→ Text section:

[Start of Attachment]

The hereditary material transmitted through these recently recognised systems is development-defining, often adaptive and crucial for the survival of the organism (en passant, notice how they therefore play an important role in evolution!). The development, survival and further reproduction of the organism - logically speaking, its whole existence - stands on more than just two individuals: it stands on whole communities, societies, nests, hives. Extending such a view to humans, we could say that every individual stands on its whole culture and traditions. Taken in its most extended and rich sense, the reproductive system that makes a developing organism possible is always more than a binary system.


The argument can be extended even further. Every individual is never just the product of a singular reproductive act (or of a synchronic totality of hereditary practices), but also the result of a whole evolutionary history. Infact, as Ukrainian-American evolutionary biologist Theodosius Dobzhansky famously stated, nothing in biology makes sense except in the light of evolution (see Dobzhansky, 1973). As the contemporary extension of the inheritance systems shows: no individual developmental system makes sense outside of the entire system of extended reproductions, transmissions, and communications by which it and its environment is sustained.


This is exactly what the concept of niche inheritance highlights. A developmental system is never an isolated individual, but always a dynamic relation with an environment and, therefore, with other organisms. What is inherited, in the broader sense, is exactly this relation - the ‘context’ of all the experiences of a living organism, what we call a niche. Generations after generations, what is really reproduced is not just the individual organism, but, in a word, its whole ‘world’, with its resources, community and possible experiences. In their development, ‘each offspring must actually inherit an initial organism-environment relationship, or “niche”, from its ancestors’ (Odling-Smee, op. cit., pp. 181-182), and such a niche ‘can be transmitted by other organisms in shared ecosystems that must be ecologically related, but need not be genetically related to the organisms receiving the inheritance’ (ivi. p. 181). We can only survive, live and eventually reproduce in a niche, and we inherit such a niche from a greater number of sources than just our parents - all of them shaping the very world we live in.


Given the richness of resources that are transmitted within a niche and through evolutionary time (the only light in which anything makes sense in biology, as the fundamental dogma of biology goes), it is hard to see how grounding the existence of an organism (let alone a niche) on a destitute binary reproductive system composed of only two sources of information is not tragically reductive. To put it bluntly, grounding the organism on a binary-sex reductionist view of reproduction neglects the richness of the whole organismal development. In other words, the binary-sex reductionist view ignores what the organism really is and does. This holds for every life form - naturally, humans included.

 

Sexualising and Gendering


Having discarded the value of any binary view of biological phenomena (if not in very narrow contexts, and possibly with reductive results), we can conclude that the exclusionary binary appeal to biology clings to an out of out date science, a defunct view of both biological categories and processes of reproduction.


Another prominent binary argument needs to be destroyed: the sex-reductionist interpretation of gender, or a certain interpretation of the sex/gender distinction itself.

[End of Attachment]

→ Supplied entries:
[Start of Attachment]

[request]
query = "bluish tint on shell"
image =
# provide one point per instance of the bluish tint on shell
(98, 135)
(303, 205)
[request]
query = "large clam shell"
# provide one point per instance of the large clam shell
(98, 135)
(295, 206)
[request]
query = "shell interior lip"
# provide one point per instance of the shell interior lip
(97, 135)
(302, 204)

[End of Attachment]

In the text on reproduction and niche inheritance, which evolutionary biologist is credited with the statement that nothing in biology makes sense except in the light of evolution?

→ Answer space: Theodosius Dobzhansky, a Ukrainian-American evolutionary biologist.